» **TASK**:
From the following material, say how many lines have "above" in them; write only the number.
******
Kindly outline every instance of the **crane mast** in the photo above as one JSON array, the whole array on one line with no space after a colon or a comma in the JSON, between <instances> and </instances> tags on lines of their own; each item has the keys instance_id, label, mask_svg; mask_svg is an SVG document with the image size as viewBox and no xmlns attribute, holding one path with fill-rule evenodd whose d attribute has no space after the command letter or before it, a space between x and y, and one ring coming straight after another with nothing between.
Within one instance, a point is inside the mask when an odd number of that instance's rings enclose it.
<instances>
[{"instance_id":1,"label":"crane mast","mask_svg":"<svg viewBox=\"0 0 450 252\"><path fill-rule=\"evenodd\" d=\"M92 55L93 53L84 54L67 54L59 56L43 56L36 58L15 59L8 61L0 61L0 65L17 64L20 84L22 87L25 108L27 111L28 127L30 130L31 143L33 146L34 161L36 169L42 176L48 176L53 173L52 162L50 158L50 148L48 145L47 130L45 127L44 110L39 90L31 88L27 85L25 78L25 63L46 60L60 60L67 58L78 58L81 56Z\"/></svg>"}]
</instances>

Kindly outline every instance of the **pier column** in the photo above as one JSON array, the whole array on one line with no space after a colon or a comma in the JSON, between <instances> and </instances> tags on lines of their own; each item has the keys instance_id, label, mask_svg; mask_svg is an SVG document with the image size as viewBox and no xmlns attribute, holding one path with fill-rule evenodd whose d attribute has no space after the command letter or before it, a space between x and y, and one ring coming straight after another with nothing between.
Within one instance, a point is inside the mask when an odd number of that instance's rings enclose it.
******
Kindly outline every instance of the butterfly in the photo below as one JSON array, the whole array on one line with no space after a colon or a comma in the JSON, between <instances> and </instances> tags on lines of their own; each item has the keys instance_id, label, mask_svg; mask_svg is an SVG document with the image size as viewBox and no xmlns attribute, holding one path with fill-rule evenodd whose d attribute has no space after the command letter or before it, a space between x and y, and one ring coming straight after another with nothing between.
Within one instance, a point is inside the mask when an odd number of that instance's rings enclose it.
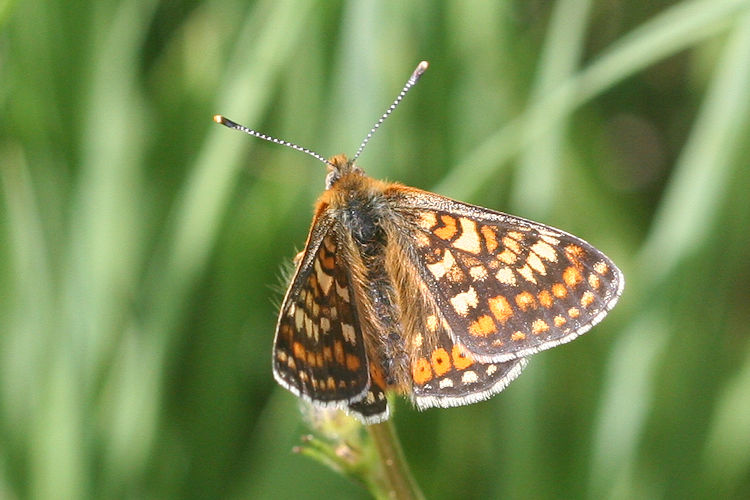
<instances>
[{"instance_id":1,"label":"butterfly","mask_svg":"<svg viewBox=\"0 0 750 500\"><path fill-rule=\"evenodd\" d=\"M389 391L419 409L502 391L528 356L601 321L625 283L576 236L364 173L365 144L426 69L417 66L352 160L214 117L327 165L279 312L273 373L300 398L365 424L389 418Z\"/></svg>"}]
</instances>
******
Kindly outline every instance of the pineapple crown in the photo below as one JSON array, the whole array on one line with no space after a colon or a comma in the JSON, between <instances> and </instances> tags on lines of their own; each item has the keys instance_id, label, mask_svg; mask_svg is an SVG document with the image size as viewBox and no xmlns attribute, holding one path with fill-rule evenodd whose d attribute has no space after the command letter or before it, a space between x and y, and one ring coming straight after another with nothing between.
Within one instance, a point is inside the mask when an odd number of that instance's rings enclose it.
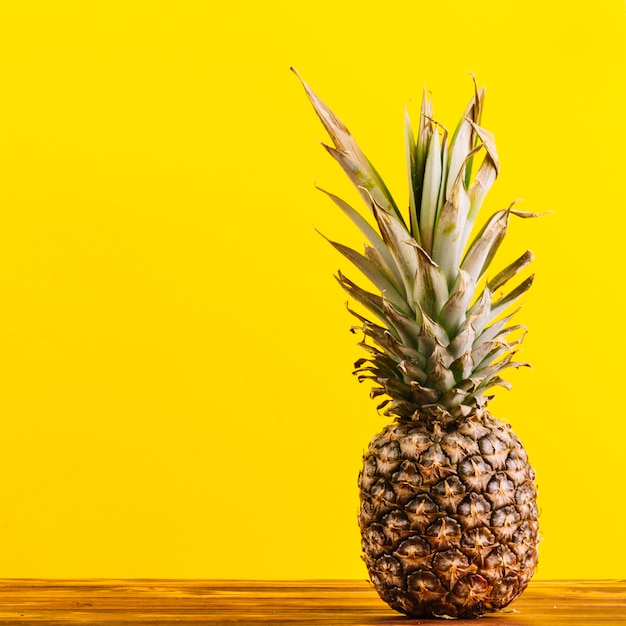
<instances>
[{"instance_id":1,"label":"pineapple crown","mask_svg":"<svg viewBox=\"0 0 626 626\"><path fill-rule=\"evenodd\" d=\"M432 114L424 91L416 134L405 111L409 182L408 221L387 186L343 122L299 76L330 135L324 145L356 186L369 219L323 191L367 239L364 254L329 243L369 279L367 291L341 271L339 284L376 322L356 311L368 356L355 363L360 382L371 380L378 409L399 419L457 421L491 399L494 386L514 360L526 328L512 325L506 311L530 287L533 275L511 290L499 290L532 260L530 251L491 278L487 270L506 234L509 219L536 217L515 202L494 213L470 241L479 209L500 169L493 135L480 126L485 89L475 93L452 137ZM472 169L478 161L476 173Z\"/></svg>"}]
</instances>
******
» **FINISHED TASK**:
2